**Instructions for the task:**
Pick out each line in the listing below that contains the word "knife", and copy those lines. Case counts.
---------- Stored data ----------
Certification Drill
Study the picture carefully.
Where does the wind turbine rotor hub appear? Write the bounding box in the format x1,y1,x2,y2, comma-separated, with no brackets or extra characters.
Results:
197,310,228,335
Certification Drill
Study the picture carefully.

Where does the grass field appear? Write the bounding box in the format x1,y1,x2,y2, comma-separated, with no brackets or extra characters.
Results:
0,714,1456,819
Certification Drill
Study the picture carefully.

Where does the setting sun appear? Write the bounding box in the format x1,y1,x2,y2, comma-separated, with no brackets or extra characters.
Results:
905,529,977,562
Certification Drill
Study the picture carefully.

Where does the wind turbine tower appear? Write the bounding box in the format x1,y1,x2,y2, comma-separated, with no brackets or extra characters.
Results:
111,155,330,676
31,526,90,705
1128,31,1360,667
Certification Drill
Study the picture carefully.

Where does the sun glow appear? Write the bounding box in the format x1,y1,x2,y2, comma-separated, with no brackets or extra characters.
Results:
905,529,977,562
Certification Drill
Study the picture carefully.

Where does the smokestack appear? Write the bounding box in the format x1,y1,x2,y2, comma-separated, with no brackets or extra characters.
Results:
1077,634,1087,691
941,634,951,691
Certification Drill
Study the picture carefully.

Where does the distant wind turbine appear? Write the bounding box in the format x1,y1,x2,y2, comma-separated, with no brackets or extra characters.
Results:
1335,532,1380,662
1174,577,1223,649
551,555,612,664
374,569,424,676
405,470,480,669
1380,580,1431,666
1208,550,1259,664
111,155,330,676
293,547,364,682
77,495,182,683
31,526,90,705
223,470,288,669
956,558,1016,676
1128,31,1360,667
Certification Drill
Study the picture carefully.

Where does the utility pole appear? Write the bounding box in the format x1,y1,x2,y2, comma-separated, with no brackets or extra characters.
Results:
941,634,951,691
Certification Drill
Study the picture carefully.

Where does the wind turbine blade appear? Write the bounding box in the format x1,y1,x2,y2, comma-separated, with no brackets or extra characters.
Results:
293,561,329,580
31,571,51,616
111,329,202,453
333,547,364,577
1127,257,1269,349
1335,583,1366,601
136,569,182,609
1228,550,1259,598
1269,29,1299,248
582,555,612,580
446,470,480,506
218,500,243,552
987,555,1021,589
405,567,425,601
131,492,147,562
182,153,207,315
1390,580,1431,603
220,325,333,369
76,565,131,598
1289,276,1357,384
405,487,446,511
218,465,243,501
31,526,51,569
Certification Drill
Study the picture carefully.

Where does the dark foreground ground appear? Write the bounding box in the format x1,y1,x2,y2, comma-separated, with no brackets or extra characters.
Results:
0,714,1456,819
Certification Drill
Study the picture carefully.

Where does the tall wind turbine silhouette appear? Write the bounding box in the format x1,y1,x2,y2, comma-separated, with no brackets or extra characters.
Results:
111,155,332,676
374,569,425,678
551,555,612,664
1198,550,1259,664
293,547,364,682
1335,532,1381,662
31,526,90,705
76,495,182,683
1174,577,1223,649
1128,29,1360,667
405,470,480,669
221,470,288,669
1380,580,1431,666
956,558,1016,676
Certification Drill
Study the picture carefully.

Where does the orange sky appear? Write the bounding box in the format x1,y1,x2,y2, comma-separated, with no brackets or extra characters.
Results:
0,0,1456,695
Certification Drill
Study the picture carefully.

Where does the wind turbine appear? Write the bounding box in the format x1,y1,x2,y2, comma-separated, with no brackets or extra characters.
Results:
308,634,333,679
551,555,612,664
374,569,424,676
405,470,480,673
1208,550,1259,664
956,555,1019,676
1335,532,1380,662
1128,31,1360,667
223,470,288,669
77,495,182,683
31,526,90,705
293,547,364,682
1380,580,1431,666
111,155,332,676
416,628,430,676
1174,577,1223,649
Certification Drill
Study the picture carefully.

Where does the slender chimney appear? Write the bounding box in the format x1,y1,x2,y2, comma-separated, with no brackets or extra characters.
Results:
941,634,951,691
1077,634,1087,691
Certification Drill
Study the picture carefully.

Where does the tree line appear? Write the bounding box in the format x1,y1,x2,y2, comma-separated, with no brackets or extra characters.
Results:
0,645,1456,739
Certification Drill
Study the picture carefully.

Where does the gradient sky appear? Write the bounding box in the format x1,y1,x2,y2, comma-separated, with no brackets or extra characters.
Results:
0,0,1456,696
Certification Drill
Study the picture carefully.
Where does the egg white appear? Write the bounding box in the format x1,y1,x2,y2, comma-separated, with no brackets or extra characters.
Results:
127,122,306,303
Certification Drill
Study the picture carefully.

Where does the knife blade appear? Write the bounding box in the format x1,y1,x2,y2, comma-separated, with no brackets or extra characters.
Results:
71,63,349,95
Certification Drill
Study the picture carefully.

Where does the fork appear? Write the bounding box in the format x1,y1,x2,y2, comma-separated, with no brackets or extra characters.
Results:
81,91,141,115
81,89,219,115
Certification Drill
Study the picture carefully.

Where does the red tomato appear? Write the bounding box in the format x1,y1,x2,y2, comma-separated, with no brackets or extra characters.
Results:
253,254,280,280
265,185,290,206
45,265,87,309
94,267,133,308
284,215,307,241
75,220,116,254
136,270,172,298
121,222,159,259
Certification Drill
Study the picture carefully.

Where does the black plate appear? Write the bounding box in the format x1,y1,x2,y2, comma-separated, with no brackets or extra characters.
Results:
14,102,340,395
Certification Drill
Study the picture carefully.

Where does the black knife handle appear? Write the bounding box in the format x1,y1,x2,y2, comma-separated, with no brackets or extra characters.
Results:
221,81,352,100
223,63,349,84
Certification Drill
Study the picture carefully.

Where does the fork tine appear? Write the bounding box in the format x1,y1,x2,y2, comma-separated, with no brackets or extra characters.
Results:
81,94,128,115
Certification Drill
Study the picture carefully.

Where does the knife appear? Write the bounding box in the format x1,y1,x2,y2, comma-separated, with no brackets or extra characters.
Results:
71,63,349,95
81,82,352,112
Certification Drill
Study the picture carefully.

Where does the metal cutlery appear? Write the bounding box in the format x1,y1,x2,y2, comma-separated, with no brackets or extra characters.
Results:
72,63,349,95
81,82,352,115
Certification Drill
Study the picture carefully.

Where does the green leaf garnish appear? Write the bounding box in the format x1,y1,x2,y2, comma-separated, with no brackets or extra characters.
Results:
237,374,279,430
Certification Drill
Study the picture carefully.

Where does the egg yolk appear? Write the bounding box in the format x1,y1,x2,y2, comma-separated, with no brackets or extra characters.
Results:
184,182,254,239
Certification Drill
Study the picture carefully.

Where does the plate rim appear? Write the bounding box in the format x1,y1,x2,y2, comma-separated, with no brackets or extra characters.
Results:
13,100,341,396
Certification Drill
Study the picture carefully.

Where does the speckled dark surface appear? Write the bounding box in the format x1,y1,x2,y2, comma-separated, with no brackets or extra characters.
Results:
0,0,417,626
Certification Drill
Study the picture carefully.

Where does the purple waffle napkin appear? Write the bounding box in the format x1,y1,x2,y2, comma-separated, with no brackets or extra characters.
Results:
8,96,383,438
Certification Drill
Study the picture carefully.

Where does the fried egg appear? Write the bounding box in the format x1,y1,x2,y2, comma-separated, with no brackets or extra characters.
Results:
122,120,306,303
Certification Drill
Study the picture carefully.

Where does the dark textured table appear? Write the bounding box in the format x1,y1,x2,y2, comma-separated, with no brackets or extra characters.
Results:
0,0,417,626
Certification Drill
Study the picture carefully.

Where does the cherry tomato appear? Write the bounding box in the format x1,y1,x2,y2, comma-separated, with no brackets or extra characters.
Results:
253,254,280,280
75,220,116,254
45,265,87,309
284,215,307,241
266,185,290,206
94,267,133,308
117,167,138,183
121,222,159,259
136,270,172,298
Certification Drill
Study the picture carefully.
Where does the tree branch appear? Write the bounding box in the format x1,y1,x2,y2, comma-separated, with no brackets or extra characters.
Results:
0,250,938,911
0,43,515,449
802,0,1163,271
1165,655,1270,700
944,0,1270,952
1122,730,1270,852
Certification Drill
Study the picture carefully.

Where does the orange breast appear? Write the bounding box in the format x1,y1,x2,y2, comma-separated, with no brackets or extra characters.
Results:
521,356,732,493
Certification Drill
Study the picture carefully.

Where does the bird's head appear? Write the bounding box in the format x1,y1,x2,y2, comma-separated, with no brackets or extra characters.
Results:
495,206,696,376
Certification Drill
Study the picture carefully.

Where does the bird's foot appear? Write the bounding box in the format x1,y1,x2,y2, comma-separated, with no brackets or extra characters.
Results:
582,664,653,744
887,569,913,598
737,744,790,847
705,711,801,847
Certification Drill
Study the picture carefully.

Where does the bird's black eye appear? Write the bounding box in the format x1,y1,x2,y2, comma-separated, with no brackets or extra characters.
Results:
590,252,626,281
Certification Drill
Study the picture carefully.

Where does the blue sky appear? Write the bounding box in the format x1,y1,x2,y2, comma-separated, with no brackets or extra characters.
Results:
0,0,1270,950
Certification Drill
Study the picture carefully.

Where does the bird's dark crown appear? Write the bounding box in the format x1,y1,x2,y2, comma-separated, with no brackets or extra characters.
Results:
----------
**Result of the exercise:**
Where does the knife blade appear? Write the bounding box in the format x1,y1,x2,y2, comma-separated, with no brackets or extra characters.
Where does the black knife handle appear? Write the bounding box in the format x1,y1,x2,y2, comma-separated, with no brackets or extra characters.
Where does the knife appear? Write the bounding box in the format x1,y1,x2,y2, comma-separated, with no brackets or extra characters.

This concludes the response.